**DO THIS:** Quote the listing below word for word, leaving out the pictures.

**RAW RECORDS:**
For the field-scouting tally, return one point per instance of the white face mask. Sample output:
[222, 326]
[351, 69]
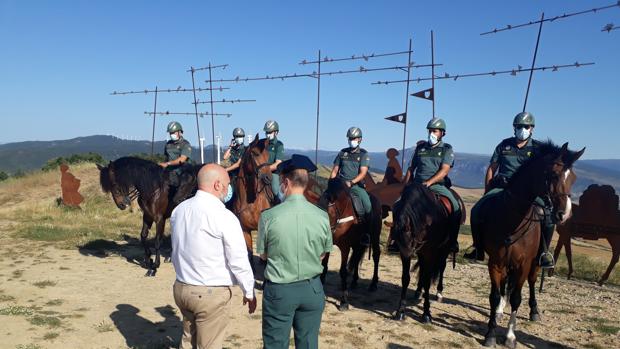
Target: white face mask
[432, 139]
[522, 133]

**THE ANSWER:**
For the field-scouting tally, return one point per instance of the white face mask. Sample output:
[222, 326]
[351, 69]
Target: white face mask
[432, 139]
[522, 133]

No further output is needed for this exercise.